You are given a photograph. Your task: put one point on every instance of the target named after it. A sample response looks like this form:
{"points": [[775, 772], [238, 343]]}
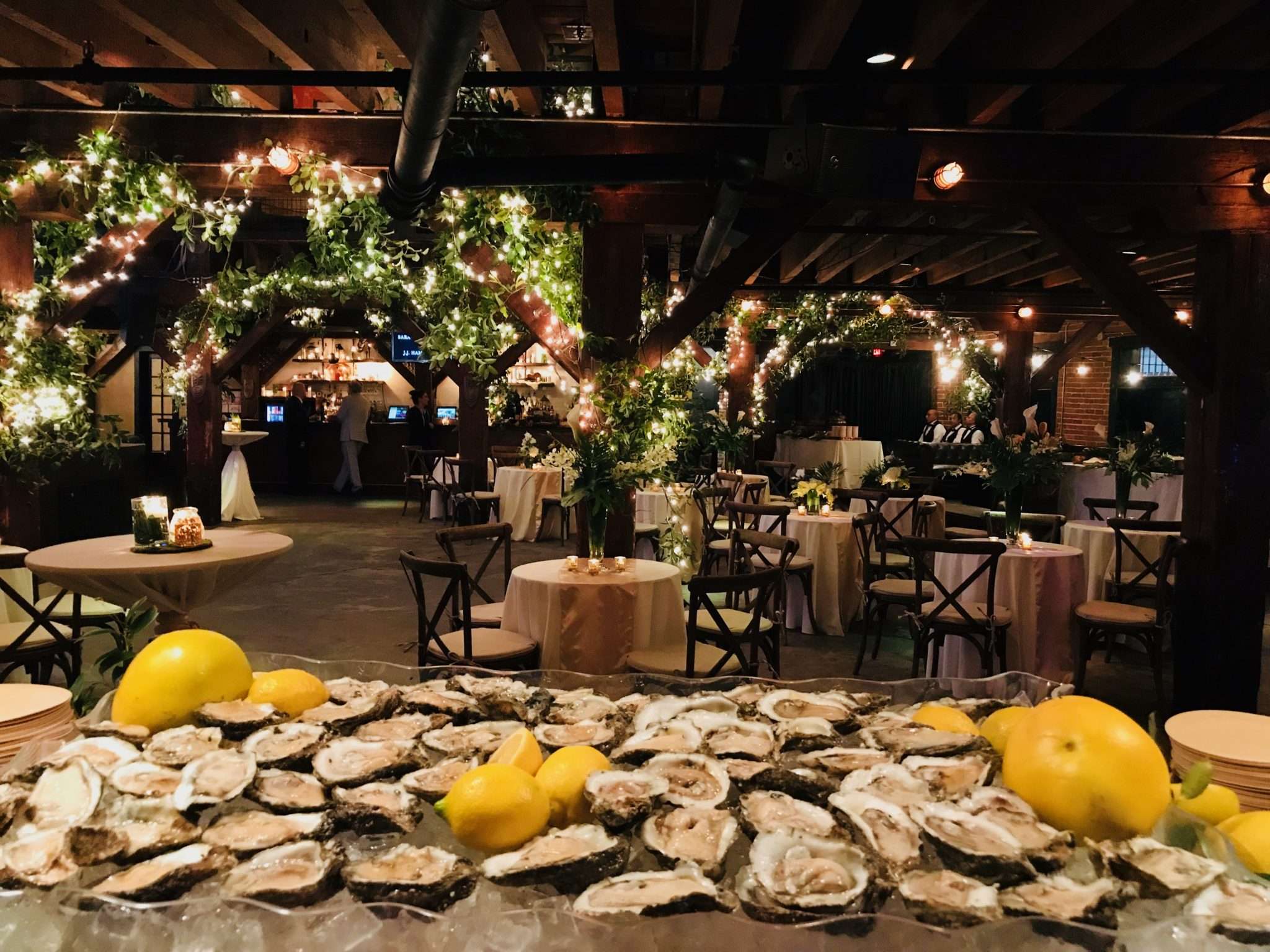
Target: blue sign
{"points": [[406, 350]]}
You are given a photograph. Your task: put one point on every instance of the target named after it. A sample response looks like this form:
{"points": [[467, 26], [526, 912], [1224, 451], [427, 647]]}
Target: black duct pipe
{"points": [[448, 31]]}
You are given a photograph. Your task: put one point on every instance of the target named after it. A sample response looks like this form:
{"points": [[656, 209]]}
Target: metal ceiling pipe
{"points": [[448, 31]]}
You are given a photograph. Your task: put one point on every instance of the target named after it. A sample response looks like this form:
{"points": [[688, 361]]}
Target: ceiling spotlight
{"points": [[948, 175]]}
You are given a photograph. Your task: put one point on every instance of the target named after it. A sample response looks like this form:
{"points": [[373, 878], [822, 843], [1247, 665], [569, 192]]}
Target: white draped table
{"points": [[1041, 588], [238, 500], [855, 456], [174, 583], [591, 624]]}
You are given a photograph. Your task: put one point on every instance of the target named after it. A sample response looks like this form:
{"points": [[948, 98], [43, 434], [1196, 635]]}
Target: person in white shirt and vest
{"points": [[934, 431], [352, 416]]}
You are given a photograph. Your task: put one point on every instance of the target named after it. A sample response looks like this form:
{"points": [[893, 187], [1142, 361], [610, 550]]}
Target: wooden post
{"points": [[203, 436], [1220, 602]]}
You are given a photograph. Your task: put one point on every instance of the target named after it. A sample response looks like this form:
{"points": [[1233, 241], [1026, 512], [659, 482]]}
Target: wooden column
{"points": [[1220, 604], [203, 437]]}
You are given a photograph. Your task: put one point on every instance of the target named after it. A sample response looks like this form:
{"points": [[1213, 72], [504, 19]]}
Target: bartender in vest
{"points": [[934, 431]]}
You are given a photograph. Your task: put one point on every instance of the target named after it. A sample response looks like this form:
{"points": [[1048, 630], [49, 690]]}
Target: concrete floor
{"points": [[340, 593]]}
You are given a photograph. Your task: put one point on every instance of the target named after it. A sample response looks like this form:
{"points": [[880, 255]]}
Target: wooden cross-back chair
{"points": [[466, 645], [982, 624], [489, 614]]}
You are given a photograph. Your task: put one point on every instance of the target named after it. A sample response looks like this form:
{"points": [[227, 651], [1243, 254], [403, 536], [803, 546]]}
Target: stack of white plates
{"points": [[31, 712], [1236, 744]]}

···

• PROBLEM TO SOLVE: The expected answer is the data retyped exactly, without pictures.

• WRITTEN RESPONSE:
You are given a photograph. Your task: put one point on every instance of the target named after it. A sample response looks like this form:
{"points": [[775, 772], [238, 343]]}
Target: blue sign
{"points": [[406, 350]]}
You are given a photograph. Your task: put one point on every instance of the target named after it. A sample response looks like this form:
{"points": [[467, 26], [526, 912], [1224, 451], [427, 647]]}
Target: black duct pipe
{"points": [[448, 31]]}
You are given a photograph. Your task: put one point on every instance of the target named after it. A sample response looks like this form:
{"points": [[656, 209]]}
Target: metal ceiling pipe
{"points": [[448, 31]]}
You are given a photograph. Your task: put one point on every instance of the target named after it. A sample response looks like this form:
{"points": [[688, 361]]}
Target: ceiling spotlight
{"points": [[948, 175]]}
You are given a photograph. Your task: put one point on every instance of the target named after it. A sample response looks like this form:
{"points": [[373, 878], [822, 843], [1247, 665], [569, 192]]}
Target: white draped table
{"points": [[1041, 588], [238, 500], [855, 456], [174, 583], [591, 624]]}
You are given a photograph. Your task: put one point on every instance of the target named after it. A sample response looks like this form:
{"points": [[948, 98], [43, 434], [1196, 635]]}
Target: person in white shirt and vest
{"points": [[934, 431], [352, 416]]}
You are given a photograph. Your task: put one point on every instance of the target named after it. A sample response looks like this form:
{"points": [[893, 187], [1142, 361], [610, 550]]}
Target: wooden post
{"points": [[203, 436], [1220, 602]]}
You are given a photograph. Your task: put one point on every instance of the target named after it. A sample response looks like this form:
{"points": [[1233, 241], [1026, 512], [659, 482]]}
Target: wooden column
{"points": [[1220, 604], [203, 437]]}
You are given a photograph. Your task: put one point on every instance of the target named after it. A sample response looks like this form:
{"points": [[1213, 72], [504, 19]]}
Target: bartender in vest
{"points": [[934, 431]]}
You are given a photograph. Your task: put one point on every instance of the target named after it. A sample response looks like this form:
{"points": [[1048, 630], [49, 690]]}
Target: concrete floor
{"points": [[340, 593]]}
You are given a photograph. Your task: put one point on every instance of the target named after it. A sample response looks like this form:
{"points": [[880, 255]]}
Target: wooden cross-back chair
{"points": [[466, 645], [982, 624], [489, 614]]}
You are given a photograph. Your task: put one point on every instance of the target named after it. A sample response looks like this form:
{"points": [[227, 651], [1243, 254], [403, 536], [803, 546]]}
Target: stack of white plates
{"points": [[31, 712], [1236, 744]]}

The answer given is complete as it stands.